_QUOTED TEXT_
start

How to lay a wooden floor: Keep it Simple

Installing a wooden floor (solid or wood-engineered) as DIY-er isn’t rocket science, more a case of common sense, patience, using the correct materials and making the correct preparations.

Some things are so obvious we won’t go into them in detail (like buying wood that is suitable to be installed as floor and dry enough, meaning: timber wood – 15% moist or more – isn’t suited and that the room is wind and weather proof, wet decoration work finished etc).

Correct materials and correct preparations
:
Quality products might be a little bit dearer; in the end it will save you time, aggravation and possibly even regret and money.

  • Make sure you have one type of underfloor and the underfloor is ready (dry, level, - remove existing floor-covering timely enough to make good any defects or unevenness in time)
  • Buy the correct underlayment (with the ‘floating-method’)

end

(Point-based annotation data)
start

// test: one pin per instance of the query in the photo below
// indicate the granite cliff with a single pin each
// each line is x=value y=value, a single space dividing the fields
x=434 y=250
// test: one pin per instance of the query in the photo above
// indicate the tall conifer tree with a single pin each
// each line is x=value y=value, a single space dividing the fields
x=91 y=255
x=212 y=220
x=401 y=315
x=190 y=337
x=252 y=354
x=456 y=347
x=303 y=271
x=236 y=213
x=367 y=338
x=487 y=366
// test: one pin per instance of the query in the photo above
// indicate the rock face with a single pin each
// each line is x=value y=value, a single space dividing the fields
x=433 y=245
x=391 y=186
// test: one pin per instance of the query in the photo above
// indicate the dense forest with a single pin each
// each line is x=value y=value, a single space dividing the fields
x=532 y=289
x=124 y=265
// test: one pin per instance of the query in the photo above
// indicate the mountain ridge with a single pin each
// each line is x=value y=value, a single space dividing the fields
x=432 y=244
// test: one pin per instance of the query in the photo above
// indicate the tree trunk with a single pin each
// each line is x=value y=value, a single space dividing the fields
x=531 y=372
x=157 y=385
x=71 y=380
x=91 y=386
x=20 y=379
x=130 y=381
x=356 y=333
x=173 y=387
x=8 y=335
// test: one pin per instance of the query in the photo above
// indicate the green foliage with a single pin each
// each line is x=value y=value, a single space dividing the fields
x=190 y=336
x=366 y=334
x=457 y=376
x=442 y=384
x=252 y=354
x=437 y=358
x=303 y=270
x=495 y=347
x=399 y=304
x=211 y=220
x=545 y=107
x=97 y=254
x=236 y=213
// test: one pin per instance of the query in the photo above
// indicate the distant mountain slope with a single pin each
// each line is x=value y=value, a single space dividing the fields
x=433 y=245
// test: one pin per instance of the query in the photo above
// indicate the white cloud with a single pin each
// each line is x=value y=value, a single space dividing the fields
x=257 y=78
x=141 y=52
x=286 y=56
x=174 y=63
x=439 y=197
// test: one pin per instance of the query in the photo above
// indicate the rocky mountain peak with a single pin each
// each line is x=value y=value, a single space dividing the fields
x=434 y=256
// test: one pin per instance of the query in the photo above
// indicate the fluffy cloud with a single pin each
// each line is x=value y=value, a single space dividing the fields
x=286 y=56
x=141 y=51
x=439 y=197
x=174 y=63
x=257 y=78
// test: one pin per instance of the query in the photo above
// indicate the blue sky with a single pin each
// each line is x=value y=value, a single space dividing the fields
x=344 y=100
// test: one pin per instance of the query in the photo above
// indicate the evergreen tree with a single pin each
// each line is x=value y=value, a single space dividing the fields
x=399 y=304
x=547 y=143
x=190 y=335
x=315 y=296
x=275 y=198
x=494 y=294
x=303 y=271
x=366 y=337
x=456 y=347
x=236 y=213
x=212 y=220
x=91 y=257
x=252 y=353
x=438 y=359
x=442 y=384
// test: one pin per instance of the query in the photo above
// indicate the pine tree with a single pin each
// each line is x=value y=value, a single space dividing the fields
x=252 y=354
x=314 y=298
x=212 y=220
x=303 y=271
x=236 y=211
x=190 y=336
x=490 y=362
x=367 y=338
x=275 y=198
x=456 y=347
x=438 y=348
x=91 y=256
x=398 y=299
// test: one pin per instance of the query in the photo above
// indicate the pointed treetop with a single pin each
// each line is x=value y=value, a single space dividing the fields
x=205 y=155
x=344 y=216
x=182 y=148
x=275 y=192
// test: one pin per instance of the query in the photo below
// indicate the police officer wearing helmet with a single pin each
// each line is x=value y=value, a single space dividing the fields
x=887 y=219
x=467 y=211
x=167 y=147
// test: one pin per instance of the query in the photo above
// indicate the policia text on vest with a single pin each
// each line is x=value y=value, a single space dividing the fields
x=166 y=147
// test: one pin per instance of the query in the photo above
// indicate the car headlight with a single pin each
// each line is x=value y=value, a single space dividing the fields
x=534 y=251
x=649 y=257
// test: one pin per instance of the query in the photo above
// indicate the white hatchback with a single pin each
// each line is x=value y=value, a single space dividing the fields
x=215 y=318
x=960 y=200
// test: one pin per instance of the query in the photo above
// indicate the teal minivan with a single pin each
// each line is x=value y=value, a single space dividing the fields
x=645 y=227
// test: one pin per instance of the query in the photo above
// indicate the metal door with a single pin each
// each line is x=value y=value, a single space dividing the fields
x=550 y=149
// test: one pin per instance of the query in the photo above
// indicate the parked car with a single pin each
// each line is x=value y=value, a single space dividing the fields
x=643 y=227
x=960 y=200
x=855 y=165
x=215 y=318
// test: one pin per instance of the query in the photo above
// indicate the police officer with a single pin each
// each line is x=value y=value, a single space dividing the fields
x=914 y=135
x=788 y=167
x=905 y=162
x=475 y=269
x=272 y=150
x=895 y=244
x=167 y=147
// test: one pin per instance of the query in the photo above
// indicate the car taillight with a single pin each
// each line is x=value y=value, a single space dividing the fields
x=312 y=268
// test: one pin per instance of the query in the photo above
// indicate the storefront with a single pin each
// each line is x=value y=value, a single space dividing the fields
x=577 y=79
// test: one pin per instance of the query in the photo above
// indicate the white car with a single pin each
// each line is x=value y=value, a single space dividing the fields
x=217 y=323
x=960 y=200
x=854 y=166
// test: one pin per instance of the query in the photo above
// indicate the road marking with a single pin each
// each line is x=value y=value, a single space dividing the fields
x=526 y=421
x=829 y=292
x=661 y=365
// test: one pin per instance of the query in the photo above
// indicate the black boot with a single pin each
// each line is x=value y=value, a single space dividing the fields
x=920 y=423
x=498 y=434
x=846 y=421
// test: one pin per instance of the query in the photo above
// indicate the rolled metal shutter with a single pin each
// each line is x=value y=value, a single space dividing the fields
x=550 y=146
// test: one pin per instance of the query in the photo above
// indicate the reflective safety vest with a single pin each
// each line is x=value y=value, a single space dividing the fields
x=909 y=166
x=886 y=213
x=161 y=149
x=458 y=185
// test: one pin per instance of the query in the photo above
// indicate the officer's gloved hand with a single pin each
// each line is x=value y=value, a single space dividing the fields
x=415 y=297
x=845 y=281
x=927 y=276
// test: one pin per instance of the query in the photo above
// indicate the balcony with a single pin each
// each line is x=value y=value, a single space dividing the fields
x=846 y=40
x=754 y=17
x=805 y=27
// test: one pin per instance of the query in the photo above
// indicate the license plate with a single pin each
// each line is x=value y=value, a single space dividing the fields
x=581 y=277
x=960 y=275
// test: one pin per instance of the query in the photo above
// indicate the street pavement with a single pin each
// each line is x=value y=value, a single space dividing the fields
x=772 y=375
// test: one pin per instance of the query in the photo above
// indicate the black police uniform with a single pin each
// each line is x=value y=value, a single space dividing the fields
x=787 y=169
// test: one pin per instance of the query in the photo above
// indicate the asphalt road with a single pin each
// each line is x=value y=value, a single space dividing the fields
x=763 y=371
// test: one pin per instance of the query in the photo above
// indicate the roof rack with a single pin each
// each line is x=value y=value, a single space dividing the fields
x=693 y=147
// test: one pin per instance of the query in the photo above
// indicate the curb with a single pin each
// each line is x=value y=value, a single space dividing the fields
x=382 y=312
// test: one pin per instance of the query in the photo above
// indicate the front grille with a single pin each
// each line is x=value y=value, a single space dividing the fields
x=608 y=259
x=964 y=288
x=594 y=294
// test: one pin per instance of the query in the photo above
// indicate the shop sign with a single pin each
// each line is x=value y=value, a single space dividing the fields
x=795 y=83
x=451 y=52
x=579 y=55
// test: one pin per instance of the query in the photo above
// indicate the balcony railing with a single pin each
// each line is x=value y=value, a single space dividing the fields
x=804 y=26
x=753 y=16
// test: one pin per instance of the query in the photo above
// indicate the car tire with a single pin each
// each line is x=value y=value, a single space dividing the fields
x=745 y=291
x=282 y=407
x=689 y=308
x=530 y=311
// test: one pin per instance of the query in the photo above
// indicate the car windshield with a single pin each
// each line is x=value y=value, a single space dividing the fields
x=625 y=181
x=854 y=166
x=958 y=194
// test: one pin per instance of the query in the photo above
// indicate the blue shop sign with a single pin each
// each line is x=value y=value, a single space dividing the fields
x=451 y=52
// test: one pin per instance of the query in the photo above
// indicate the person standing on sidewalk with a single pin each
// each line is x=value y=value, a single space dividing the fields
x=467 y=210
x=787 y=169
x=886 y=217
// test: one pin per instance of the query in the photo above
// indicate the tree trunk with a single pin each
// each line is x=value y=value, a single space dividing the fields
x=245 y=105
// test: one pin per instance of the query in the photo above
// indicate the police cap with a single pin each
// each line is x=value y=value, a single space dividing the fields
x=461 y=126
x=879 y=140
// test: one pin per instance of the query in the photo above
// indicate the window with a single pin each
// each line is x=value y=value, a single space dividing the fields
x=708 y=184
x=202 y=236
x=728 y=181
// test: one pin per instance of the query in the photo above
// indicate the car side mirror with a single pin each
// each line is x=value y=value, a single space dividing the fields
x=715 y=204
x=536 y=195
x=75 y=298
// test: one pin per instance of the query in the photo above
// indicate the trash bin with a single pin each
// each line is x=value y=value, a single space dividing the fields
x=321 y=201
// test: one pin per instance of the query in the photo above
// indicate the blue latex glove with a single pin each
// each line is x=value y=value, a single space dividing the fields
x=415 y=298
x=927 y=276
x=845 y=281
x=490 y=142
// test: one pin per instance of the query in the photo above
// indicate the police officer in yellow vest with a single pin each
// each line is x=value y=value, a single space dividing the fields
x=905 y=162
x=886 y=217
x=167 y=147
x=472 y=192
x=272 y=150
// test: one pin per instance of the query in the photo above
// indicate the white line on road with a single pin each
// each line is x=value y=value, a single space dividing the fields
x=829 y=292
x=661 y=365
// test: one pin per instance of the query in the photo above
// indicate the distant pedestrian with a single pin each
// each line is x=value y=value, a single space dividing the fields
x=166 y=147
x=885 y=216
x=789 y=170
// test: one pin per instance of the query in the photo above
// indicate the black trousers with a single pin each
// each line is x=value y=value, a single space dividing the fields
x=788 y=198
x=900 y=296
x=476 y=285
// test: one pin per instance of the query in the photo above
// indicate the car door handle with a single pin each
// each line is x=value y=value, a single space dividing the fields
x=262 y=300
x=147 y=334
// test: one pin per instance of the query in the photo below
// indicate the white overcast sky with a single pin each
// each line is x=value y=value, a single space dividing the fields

end

_OBJECTIVE_
Please write out the whole text on laying a wooden floor, word for word.

_SOLUTION FOR THIS TASK_
How to lay a wooden floor: Keep it Simple

Installing a wooden floor (solid or wood-engineered) as DIY-er isn’t rocket science, more a case of common sense, patience, using the correct materials and making the correct preparations.

Some things are so obvious we won’t go into them in detail (like buying wood that is suitable to be installed as floor and dry enough, meaning: timber wood – 15% moist or more – isn’t suited and that the room is wind and weather proof, wet decoration work finished etc).

Correct materials and correct preparations
:
Quality products might be a little bit dearer; in the end it will save you time, aggravation and possibly even regret and money.

  • Make sure you have one type of underfloor and the underfloor is ready (dry, level, - remove existing floor-covering timely enough to make good any defects or unevenness in time)
  • Buy the correct underlayment (with the ‘floating-method’)